■ What to produce ■
Rewrite every line of the data below as a numbered list, omitting any blank lines and excluding the pictures from your answer.

■ Raw records ■
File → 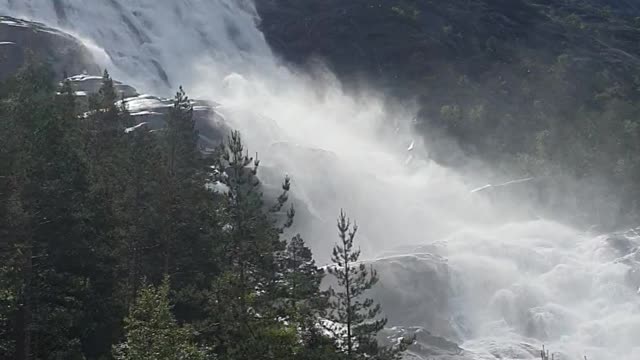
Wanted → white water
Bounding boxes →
[0,0,640,360]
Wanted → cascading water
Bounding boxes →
[0,0,640,360]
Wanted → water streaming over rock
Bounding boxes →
[0,0,640,360]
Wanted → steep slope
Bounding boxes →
[257,0,640,225]
[0,16,100,79]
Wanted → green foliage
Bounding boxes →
[0,64,408,360]
[113,278,205,360]
[327,211,412,360]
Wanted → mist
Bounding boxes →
[2,0,640,360]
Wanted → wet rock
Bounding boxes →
[0,16,100,79]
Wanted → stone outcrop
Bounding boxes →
[0,16,101,79]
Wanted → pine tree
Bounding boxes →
[113,278,205,360]
[326,211,406,360]
[210,132,300,360]
[282,234,336,360]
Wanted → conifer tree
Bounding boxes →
[327,211,410,360]
[113,278,205,360]
[206,131,299,360]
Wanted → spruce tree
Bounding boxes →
[209,131,300,360]
[326,211,406,360]
[113,278,205,360]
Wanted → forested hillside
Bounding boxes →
[257,0,640,227]
[0,63,406,360]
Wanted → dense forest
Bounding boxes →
[0,63,411,360]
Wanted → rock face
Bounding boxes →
[67,75,230,149]
[0,16,101,79]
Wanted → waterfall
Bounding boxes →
[0,0,640,360]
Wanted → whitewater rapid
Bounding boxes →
[0,0,640,360]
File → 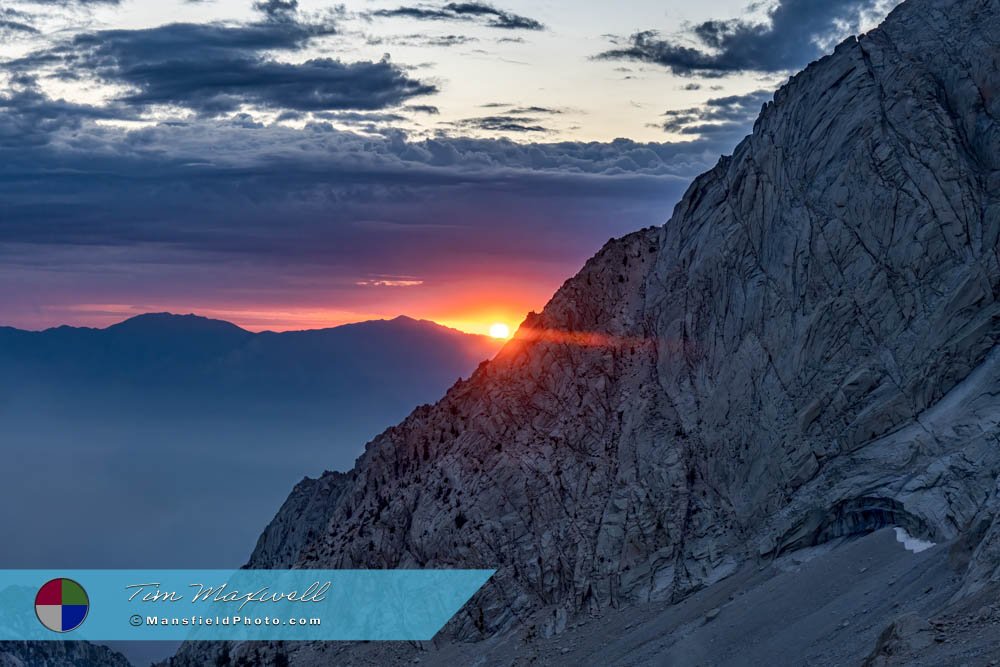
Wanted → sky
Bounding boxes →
[0,0,895,333]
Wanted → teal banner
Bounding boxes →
[0,570,494,641]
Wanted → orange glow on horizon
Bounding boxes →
[490,322,510,340]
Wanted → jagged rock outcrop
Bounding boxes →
[168,0,1000,664]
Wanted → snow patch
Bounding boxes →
[894,526,937,554]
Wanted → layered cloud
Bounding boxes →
[369,2,545,30]
[7,0,437,115]
[599,0,897,75]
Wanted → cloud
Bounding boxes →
[369,2,545,30]
[598,0,898,75]
[6,16,436,116]
[367,34,479,47]
[253,0,299,21]
[662,90,774,141]
[31,0,121,7]
[0,89,731,282]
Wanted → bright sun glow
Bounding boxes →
[490,322,510,338]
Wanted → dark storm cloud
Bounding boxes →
[7,14,436,115]
[0,89,730,261]
[598,0,885,75]
[369,2,545,30]
[662,90,774,140]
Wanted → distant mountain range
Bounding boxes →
[169,0,1000,667]
[0,313,501,567]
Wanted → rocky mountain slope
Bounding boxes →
[172,0,1000,665]
[0,642,130,667]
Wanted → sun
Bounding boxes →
[490,322,510,339]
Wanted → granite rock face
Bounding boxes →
[175,0,1000,664]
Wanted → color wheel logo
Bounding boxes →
[35,578,90,632]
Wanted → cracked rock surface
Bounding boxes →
[166,0,1000,665]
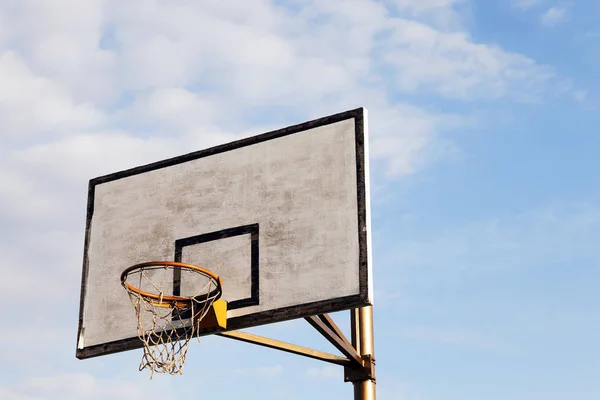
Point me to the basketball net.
[124,265,220,379]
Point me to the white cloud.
[385,20,554,100]
[394,202,600,279]
[0,51,103,139]
[233,364,283,378]
[306,365,344,380]
[573,90,588,102]
[540,7,567,26]
[513,0,542,10]
[0,373,166,400]
[390,0,467,30]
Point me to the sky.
[0,0,600,400]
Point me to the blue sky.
[0,0,600,400]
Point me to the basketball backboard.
[77,108,372,358]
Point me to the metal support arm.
[217,331,353,366]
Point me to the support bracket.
[344,354,376,383]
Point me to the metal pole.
[350,306,375,400]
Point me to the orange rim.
[121,261,222,308]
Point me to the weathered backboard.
[77,108,372,358]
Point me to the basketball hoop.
[121,261,222,378]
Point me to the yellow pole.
[350,306,376,400]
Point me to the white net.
[123,265,221,379]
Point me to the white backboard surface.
[77,108,372,358]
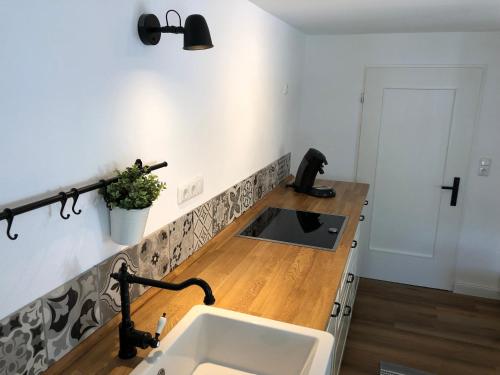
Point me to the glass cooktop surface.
[239,207,347,251]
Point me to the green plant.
[100,164,167,210]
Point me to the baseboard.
[453,281,500,299]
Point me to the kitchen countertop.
[46,181,368,375]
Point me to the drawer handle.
[344,306,352,316]
[332,302,340,318]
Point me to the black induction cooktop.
[239,207,347,251]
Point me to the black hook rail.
[0,159,168,241]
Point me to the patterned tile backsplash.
[212,191,230,237]
[0,154,290,375]
[0,299,47,375]
[193,200,214,251]
[168,212,193,271]
[42,267,101,363]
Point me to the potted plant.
[100,164,167,245]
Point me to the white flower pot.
[109,207,149,245]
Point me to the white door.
[357,67,482,290]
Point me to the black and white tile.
[278,153,291,182]
[253,169,266,203]
[266,161,278,193]
[241,177,253,213]
[97,246,140,324]
[193,200,214,252]
[168,212,194,270]
[42,267,101,363]
[137,229,170,294]
[0,300,47,375]
[227,182,243,225]
[212,192,230,236]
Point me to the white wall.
[292,33,500,295]
[0,0,303,318]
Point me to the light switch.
[478,158,491,177]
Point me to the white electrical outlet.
[177,176,203,204]
[478,158,491,177]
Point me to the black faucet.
[111,262,215,359]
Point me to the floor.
[340,279,500,375]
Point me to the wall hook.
[59,191,71,220]
[3,208,19,241]
[70,188,82,215]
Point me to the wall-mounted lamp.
[138,9,214,51]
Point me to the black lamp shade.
[184,14,214,51]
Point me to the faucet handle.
[155,313,167,340]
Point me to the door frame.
[354,64,488,292]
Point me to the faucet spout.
[111,262,215,359]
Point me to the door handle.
[441,177,460,207]
[332,302,341,318]
[344,306,352,316]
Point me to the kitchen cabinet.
[327,222,362,375]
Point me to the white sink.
[132,306,333,375]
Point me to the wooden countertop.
[46,181,368,375]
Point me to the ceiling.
[250,0,500,34]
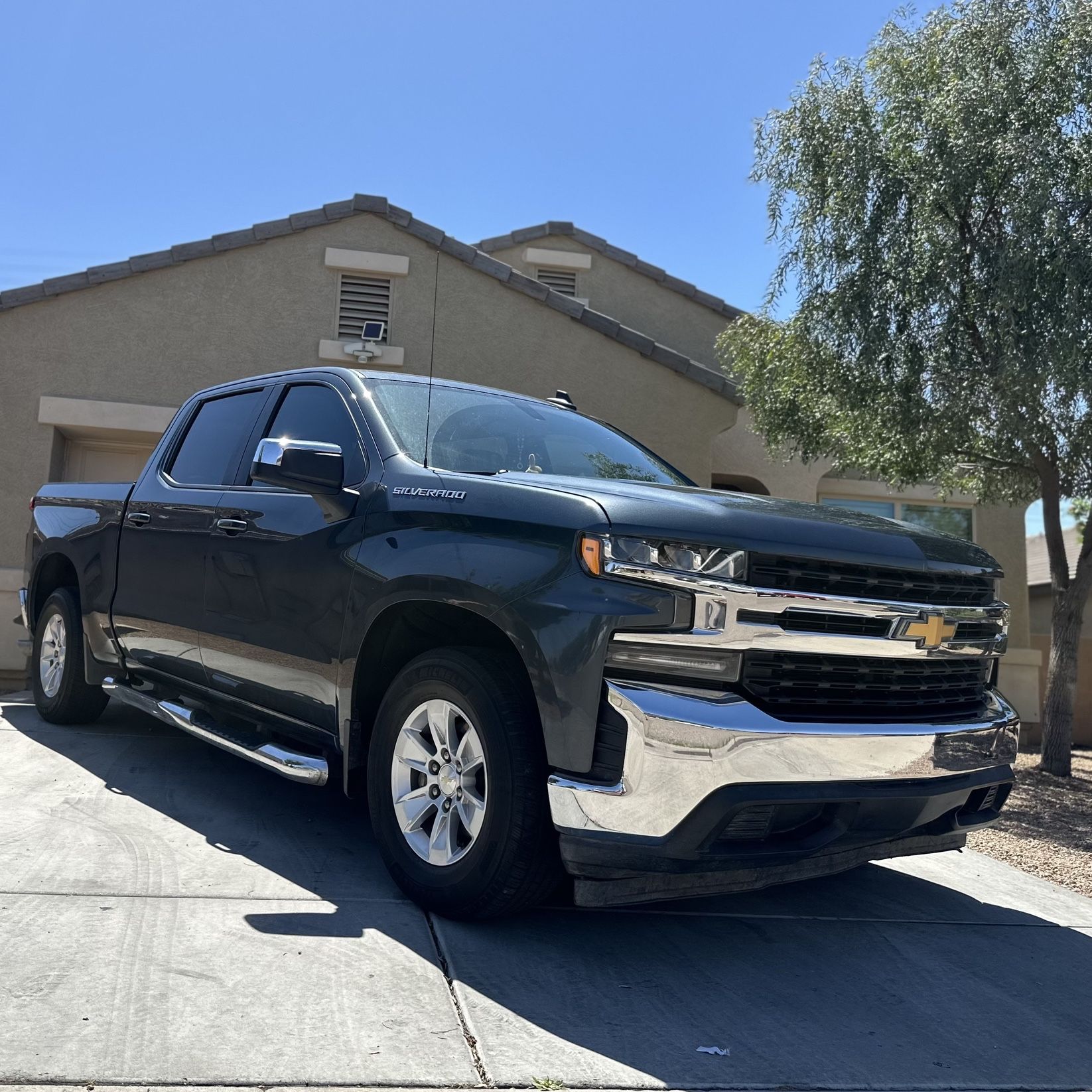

■ Response to the exercise ■
1. File → 
2. Wanted → white water
3. Bounding boxes →
4. [0,0,640,360]
5. Wanted → cascading water
6. Bounding boxes →
7. [0,0,640,360]
8. Wanted → water streaming over rock
9. Bounding boxes →
10. [0,0,640,360]
11. Wanted → steep slope
12. Bounding boxes →
13. [257,0,640,225]
14. [0,16,100,79]
15. Wanted → green foliage
16. Bounding boxes →
17. [0,64,408,360]
18. [113,278,205,360]
19. [327,211,412,360]
20. Wanted → mist
21. Bounding boxes →
22. [2,0,640,360]
23. Wanted → wet rock
24. Bounding boxes →
25. [0,16,100,79]
26. Wanted → stone outcrop
27. Bounding boxes →
28. [0,16,101,79]
29. Wanted → pine tree
30. Bounding boxes →
31. [113,278,205,360]
32. [326,211,406,360]
33. [210,132,300,360]
34. [282,234,336,360]
35. Wanted → conifer tree
36. Bounding boxes →
37. [327,211,410,360]
38. [113,278,205,360]
39. [206,131,299,360]
40. Wanted → spruce tree
41. Bounding boxes →
42. [209,131,300,360]
43. [326,211,406,360]
44. [113,278,205,360]
45. Wanted → forested hillside
46. Bounding boxes →
47. [257,0,640,227]
48. [0,63,406,360]
49. Wanted → dense forest
50. Bounding boxes →
51. [0,63,411,360]
52. Wanted → rock face
53. Bounding boxes →
54. [67,75,230,149]
55. [0,16,101,79]
56. Wanted → waterfall
57. Bounding boxes →
58. [0,0,640,360]
59. Wanted → whitewater rapid
60. Bounding boxes →
61. [0,0,640,360]
62. File → 
63. Wanted → sky
64. Bounding boxes →
65. [0,0,895,333]
66. Wanted → teal banner
67. Bounding boxes →
68. [0,570,494,641]
69. Wanted → orange glow on horizon
70. Bounding boxes →
71. [490,322,510,340]
72. Wanted → jagged rock outcrop
73. Bounding boxes →
74. [168,0,1000,664]
75. Wanted → snow patch
76. Bounding boxes →
77. [894,526,937,554]
78. Wanted → layered cloud
79. Bounding boxes →
80. [369,2,545,30]
81. [7,0,437,115]
82. [599,0,897,75]
83. Wanted → cloud
84. Bounding boxes →
85. [369,2,545,30]
86. [598,0,898,75]
87. [6,16,436,116]
88. [367,34,479,47]
89. [253,0,299,21]
90. [662,90,774,141]
91. [31,0,121,7]
92. [0,89,731,282]
93. Wanted → bright sun glow
94. Bounding boxes →
95. [490,322,510,338]
96. Wanted → dark storm cloud
97. Bounding boxes →
98. [7,14,436,115]
99. [0,89,730,261]
100. [598,0,885,75]
101. [369,2,545,30]
102. [662,90,774,140]
103. Wanted → distant mountain range
104. Bounding boxes →
105. [169,0,1000,667]
106. [0,313,501,567]
107. Wanted → rocky mountain slope
108. Bounding boxes →
109. [172,0,1000,665]
110. [0,642,130,667]
111. Wanted → sun
112. Bounding boxes →
113. [490,322,510,339]
114. Wanted → granite rock face
115. Bounding boxes →
116. [175,0,1000,664]
117. Wanted → color wheel logo
118. Bounding boxes →
119. [35,578,90,632]
120. Wanted → cracked rock surface
121. Bounding boxes →
122. [166,0,1000,665]
123. Point me to the basketball net.
124. [124,265,220,379]
125. Point me to the white cloud.
126. [385,20,554,100]
127. [394,202,600,279]
128. [0,51,103,139]
129. [233,364,283,378]
130. [306,365,344,380]
131. [573,90,588,102]
132. [540,7,567,26]
133. [513,0,542,10]
134. [0,373,166,400]
135. [390,0,467,30]
136. Point me to the sky.
137. [0,0,600,400]
138. Point me to the blue sky.
139. [0,0,600,400]
140. Point me to the basketball backboard.
141. [77,108,372,358]
142. Point me to the metal support arm.
143. [217,331,353,366]
144. Point me to the support bracket.
145. [344,354,376,383]
146. Point me to the metal pole.
147. [350,306,375,400]
148. Point me to the orange rim.
149. [121,261,222,308]
150. Point me to the weathered backboard.
151. [77,108,372,358]
152. Point me to the basketball hoop.
153. [121,261,222,378]
154. Point me to the yellow pole.
155. [350,306,376,400]
156. Point me to the white net.
157. [123,265,221,379]
158. Point me to the white backboard surface.
159. [77,108,372,358]
160. Point me to the glass cooktop surface.
161. [239,207,347,251]
162. Point me to the green plant.
163. [100,164,167,210]
164. Point me to the baseboard.
165. [453,281,500,299]
166. Point me to the kitchen countertop.
167. [46,181,368,375]
168. Point me to the drawer handle.
169. [344,306,352,316]
170. [332,302,340,318]
171. Point me to the black induction cooktop.
172. [239,207,347,251]
173. Point me to the black hook rail.
174. [0,159,168,241]
175. Point me to the patterned tile backsplash.
176. [212,191,230,237]
177. [0,154,290,375]
178. [0,299,47,375]
179. [193,200,214,251]
180. [168,212,193,271]
181. [42,267,101,363]
182. Point me to the potted plant.
183. [100,164,167,245]
184. Point me to the white flower pot.
185. [109,207,149,245]
186. Point me to the white door.
187. [357,67,482,290]
188. Point me to the black and white tile.
189. [278,153,291,182]
190. [253,169,266,203]
191. [266,161,278,193]
192. [241,177,253,213]
193. [97,246,140,324]
194. [193,200,214,252]
195. [168,212,194,270]
196. [42,267,101,363]
197. [137,229,170,294]
198. [0,300,47,375]
199. [227,182,243,225]
200. [212,192,230,236]
201. Point me to the white wall.
202. [292,33,500,295]
203. [0,0,303,318]
204. Point me to the light switch.
205. [478,158,491,177]
206. Point me to the white electrical outlet.
207. [177,176,203,204]
208. [478,158,491,177]
209. Point me to the black faucet.
210. [111,262,215,359]
211. Point me to the floor.
212. [340,279,500,375]
213. Point me to the wall hook.
214. [59,191,71,220]
215. [3,208,19,241]
216. [70,188,82,215]
217. Point me to the wall-mounted lamp.
218. [138,9,214,51]
219. Point me to the black lamp shade.
220. [184,14,214,51]
221. Point me to the faucet handle.
222. [155,313,167,340]
223. Point me to the door frame.
224. [354,64,488,292]
225. Point me to the faucet spout.
226. [111,262,215,359]
227. Point me to the door handle.
228. [441,177,460,207]
229. [332,302,341,318]
230. [344,306,352,316]
231. Point me to the kitchen cabinet.
232. [327,222,362,375]
233. Point me to the white sink.
234. [132,306,333,375]
235. Point me to the wooden countertop.
236. [46,181,368,375]
237. Point me to the ceiling.
238. [250,0,500,34]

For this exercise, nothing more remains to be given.